**Requirements**:
How many lines in the items below contain the string "rear"? Case matters. Reply with the number only.

**Records to use**:
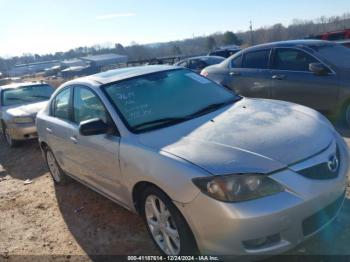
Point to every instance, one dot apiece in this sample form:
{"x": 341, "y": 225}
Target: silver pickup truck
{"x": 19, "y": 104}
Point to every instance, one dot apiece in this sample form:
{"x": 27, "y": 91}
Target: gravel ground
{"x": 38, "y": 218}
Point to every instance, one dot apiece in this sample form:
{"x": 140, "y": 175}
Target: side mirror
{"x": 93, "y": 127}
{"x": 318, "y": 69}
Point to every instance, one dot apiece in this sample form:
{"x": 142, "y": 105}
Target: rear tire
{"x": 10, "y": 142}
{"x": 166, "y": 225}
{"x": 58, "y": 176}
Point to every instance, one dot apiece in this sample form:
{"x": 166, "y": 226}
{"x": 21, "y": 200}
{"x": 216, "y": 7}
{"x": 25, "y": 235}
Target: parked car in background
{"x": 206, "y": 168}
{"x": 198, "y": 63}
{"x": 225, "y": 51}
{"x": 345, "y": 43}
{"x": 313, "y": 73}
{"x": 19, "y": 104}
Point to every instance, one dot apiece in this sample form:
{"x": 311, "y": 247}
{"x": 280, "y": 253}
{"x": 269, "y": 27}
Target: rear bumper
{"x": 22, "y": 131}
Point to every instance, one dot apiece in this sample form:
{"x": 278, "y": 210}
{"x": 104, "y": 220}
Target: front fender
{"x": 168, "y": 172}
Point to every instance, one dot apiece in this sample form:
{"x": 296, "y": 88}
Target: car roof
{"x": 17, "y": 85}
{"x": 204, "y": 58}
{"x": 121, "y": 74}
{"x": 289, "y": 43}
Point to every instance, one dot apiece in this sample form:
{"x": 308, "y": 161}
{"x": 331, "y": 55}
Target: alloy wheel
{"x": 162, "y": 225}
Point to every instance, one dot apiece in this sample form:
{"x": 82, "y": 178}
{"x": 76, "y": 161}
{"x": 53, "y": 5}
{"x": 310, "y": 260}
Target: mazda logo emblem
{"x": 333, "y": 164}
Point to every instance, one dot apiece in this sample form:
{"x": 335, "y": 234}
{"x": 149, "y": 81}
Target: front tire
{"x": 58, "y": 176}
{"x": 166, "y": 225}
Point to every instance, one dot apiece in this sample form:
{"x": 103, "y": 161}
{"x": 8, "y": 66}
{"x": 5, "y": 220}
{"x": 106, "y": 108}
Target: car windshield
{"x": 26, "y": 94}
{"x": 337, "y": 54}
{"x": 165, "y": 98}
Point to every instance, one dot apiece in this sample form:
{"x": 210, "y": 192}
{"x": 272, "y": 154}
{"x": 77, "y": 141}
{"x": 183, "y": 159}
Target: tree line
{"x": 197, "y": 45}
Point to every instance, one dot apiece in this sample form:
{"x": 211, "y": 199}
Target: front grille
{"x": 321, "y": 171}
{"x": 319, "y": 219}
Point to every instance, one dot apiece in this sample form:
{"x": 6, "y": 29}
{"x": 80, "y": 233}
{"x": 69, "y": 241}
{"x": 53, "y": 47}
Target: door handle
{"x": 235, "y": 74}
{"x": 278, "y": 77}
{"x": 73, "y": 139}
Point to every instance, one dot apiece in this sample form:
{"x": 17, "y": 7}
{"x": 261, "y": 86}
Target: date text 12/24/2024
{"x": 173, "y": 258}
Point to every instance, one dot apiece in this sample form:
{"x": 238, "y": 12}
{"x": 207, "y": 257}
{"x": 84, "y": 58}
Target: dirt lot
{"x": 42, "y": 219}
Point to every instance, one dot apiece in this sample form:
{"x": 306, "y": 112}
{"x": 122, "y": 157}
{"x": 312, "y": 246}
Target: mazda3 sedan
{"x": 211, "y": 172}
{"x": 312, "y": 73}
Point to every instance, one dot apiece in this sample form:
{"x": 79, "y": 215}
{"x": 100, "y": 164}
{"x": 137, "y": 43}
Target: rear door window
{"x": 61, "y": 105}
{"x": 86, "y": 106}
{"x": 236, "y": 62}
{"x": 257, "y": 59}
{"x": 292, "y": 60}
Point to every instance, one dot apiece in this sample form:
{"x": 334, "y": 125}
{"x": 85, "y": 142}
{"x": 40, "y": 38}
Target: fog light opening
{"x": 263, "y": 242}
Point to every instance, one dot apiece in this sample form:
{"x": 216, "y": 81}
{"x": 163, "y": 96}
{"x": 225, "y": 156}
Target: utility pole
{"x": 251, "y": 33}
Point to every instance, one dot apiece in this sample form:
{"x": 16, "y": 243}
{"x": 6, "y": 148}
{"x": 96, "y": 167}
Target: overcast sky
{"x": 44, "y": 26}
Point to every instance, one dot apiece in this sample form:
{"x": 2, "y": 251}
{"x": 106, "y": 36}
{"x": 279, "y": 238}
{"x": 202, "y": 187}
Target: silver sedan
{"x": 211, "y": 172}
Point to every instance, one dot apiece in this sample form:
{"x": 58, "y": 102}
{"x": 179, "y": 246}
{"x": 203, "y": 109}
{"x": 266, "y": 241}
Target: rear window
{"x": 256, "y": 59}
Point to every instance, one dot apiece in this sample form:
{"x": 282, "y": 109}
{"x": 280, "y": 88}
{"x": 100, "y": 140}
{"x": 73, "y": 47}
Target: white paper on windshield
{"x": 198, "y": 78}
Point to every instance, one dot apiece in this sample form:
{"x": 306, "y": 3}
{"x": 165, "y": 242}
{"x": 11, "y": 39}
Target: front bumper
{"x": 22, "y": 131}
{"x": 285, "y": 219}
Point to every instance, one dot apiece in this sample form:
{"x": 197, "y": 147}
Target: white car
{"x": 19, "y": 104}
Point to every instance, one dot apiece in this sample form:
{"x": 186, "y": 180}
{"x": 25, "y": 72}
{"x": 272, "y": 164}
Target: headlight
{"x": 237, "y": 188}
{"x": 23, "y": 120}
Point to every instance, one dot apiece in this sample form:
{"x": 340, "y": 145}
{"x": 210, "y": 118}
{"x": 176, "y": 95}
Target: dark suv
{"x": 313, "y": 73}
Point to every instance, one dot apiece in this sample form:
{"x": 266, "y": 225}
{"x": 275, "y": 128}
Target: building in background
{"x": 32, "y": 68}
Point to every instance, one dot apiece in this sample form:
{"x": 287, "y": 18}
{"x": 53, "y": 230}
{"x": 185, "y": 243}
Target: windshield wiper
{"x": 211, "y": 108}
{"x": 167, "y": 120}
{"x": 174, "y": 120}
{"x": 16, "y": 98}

--

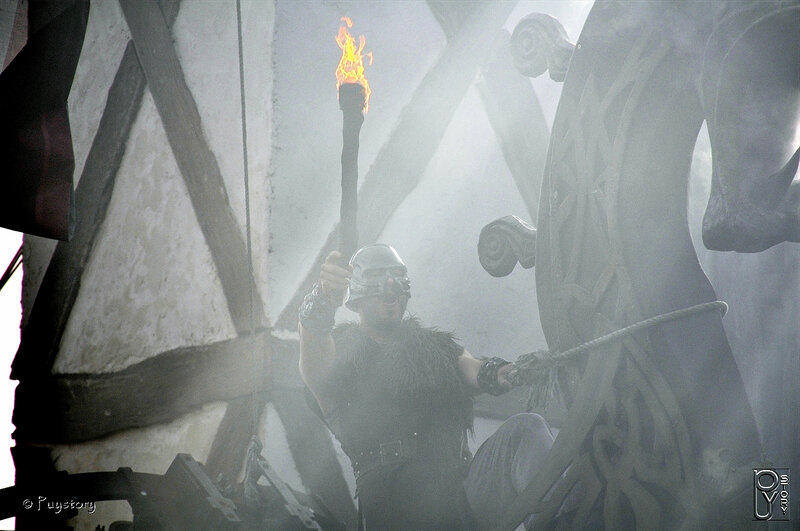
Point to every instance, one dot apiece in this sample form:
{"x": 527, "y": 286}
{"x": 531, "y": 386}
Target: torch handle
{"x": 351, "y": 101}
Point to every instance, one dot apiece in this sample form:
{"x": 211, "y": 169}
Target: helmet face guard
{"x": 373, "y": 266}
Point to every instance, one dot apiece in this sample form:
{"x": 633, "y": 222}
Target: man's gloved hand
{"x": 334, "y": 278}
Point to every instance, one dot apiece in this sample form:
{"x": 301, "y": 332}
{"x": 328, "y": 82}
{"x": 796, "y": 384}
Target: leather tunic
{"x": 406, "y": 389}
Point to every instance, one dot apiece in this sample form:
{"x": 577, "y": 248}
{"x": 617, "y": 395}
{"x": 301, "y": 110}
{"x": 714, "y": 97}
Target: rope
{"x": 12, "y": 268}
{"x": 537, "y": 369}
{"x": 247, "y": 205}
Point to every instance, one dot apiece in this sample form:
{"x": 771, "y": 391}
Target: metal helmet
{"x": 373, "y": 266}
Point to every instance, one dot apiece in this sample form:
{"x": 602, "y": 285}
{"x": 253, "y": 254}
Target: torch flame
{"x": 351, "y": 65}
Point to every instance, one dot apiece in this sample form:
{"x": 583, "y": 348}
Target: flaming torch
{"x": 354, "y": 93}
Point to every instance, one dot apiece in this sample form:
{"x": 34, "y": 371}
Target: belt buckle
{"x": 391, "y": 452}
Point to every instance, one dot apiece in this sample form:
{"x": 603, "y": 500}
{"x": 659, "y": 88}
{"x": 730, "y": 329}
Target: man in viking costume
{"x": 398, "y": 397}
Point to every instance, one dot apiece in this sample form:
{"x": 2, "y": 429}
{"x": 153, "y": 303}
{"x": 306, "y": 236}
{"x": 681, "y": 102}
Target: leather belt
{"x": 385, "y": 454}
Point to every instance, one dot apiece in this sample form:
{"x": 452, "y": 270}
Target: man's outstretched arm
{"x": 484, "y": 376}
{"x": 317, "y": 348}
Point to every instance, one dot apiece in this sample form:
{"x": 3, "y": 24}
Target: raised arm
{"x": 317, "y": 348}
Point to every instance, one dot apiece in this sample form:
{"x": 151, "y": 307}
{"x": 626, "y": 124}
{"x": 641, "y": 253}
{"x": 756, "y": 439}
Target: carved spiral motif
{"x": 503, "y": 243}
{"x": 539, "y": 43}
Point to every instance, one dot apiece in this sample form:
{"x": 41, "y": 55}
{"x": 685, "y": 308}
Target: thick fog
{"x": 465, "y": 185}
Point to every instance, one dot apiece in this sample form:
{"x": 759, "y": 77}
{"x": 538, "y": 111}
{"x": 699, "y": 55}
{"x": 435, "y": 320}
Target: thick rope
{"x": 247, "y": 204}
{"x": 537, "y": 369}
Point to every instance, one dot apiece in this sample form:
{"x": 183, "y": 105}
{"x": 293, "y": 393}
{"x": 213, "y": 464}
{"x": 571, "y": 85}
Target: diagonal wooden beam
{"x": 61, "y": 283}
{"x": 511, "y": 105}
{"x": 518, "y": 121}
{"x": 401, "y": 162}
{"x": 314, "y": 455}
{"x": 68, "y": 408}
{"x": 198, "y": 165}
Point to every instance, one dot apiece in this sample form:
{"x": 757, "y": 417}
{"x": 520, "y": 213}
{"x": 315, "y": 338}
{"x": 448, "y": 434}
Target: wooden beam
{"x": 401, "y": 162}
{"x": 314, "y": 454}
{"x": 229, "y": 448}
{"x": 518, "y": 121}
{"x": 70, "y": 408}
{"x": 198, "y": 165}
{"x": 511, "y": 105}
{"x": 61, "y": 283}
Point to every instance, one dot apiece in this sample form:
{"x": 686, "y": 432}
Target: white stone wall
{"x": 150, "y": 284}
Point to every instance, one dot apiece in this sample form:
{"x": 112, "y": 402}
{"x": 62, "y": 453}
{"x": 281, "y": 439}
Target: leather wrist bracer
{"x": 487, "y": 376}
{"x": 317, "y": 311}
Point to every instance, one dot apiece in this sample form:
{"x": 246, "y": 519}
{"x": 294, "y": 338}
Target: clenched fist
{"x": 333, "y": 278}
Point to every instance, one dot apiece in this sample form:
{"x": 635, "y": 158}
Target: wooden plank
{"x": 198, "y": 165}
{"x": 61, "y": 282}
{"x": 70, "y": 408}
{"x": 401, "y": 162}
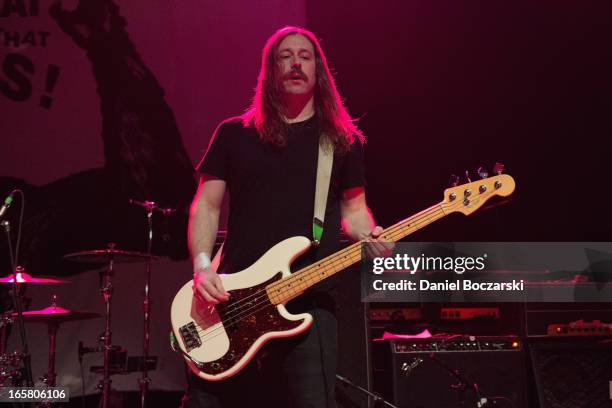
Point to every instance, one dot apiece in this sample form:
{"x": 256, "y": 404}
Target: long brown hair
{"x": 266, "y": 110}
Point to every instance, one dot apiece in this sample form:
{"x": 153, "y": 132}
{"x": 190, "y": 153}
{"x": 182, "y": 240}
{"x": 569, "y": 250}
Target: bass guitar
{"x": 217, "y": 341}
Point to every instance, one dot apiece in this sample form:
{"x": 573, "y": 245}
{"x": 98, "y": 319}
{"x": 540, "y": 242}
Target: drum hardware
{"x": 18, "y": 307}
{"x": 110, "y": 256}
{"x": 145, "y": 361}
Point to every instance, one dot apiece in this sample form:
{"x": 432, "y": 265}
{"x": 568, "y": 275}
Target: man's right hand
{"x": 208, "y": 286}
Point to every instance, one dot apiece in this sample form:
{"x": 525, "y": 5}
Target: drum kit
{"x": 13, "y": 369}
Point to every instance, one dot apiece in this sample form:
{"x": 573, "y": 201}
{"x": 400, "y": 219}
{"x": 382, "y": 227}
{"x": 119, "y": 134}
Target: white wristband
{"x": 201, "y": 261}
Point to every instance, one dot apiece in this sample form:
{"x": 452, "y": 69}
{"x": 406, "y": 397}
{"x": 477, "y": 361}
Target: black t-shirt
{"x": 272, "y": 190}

**Written solution**:
4